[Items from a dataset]
=== Begin Enclosure ===

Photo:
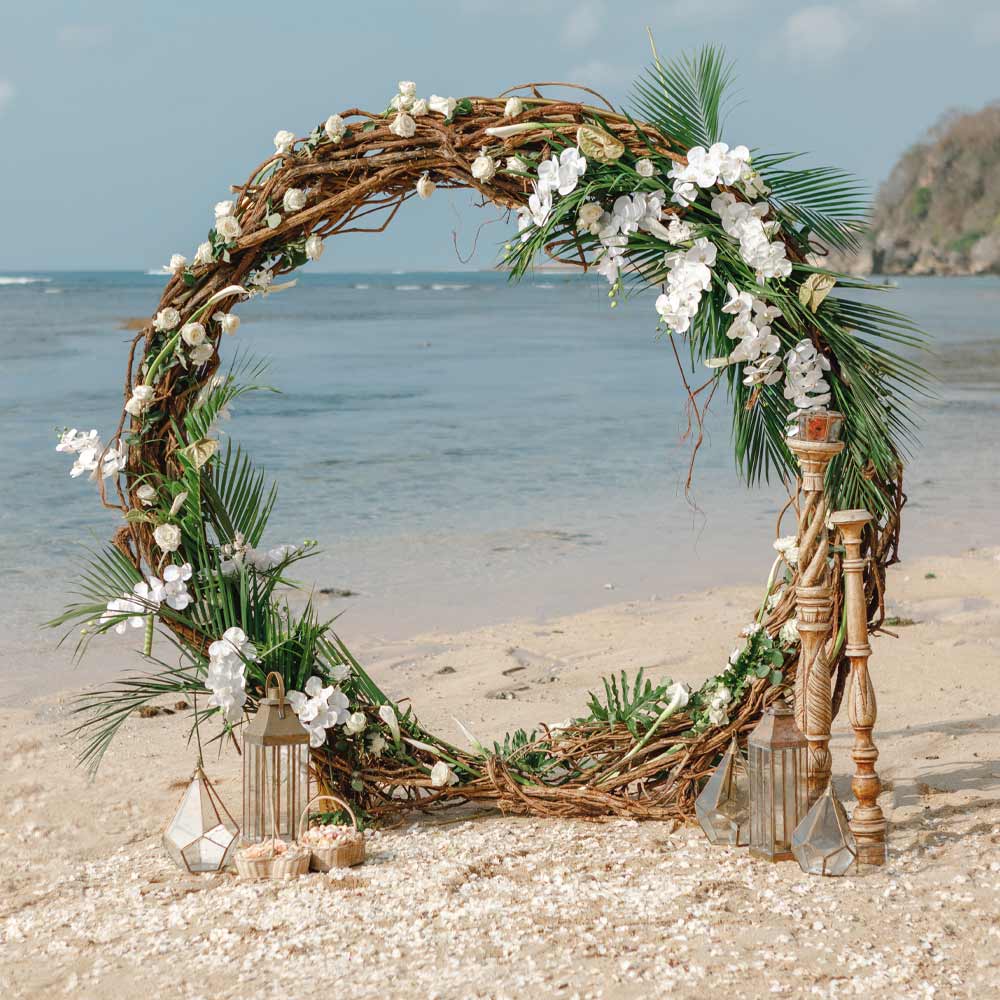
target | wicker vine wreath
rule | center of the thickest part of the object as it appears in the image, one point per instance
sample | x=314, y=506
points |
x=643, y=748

=== End Enclosure ===
=== Begin Enclosure ===

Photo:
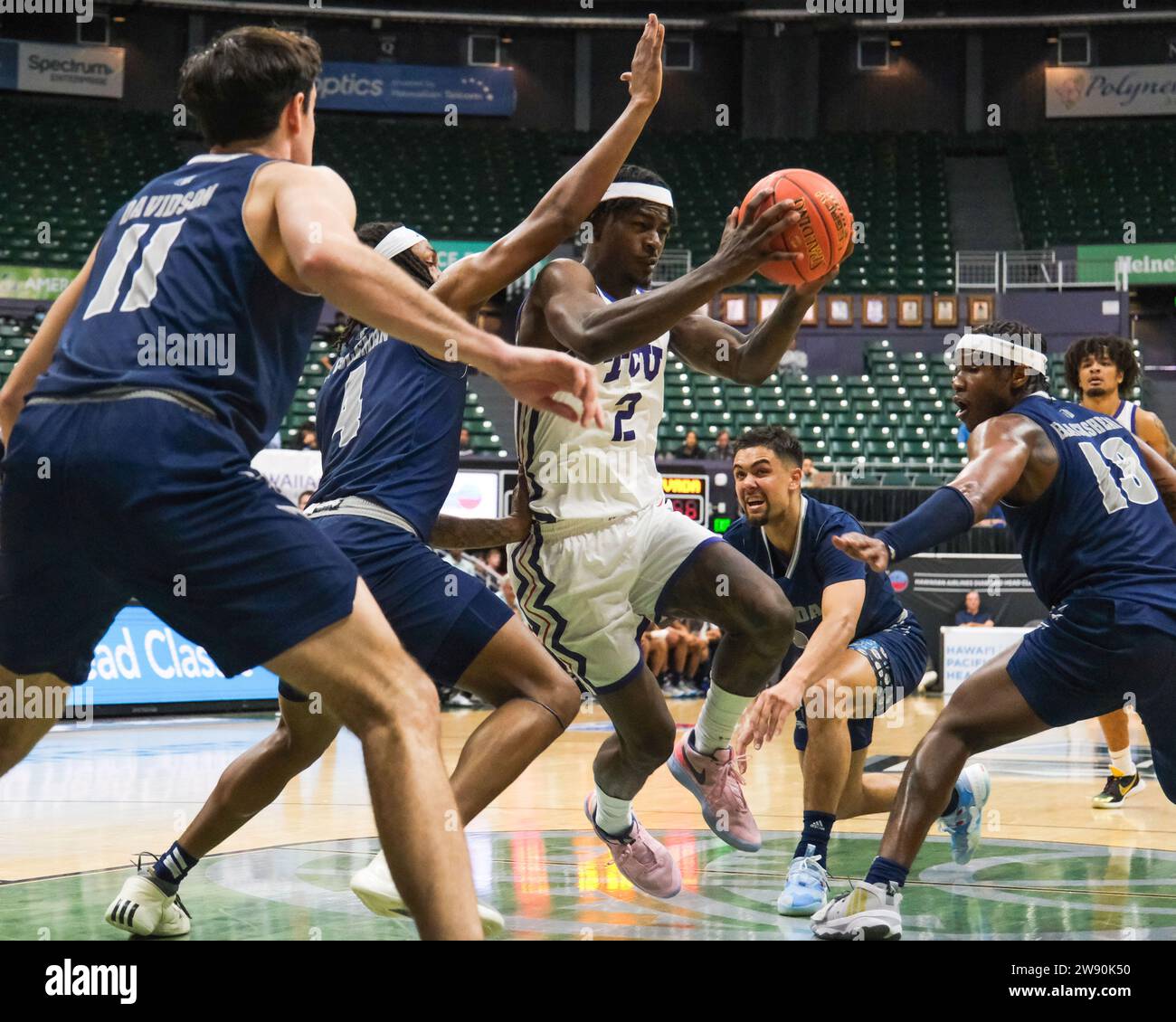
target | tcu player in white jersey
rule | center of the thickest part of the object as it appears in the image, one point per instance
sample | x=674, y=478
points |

=== End Enclosure ===

Task requirements:
Each line holding the word "target" must be copied from the data.

Exercise response:
target | wicker vine wreath
target | tcu player in white jersey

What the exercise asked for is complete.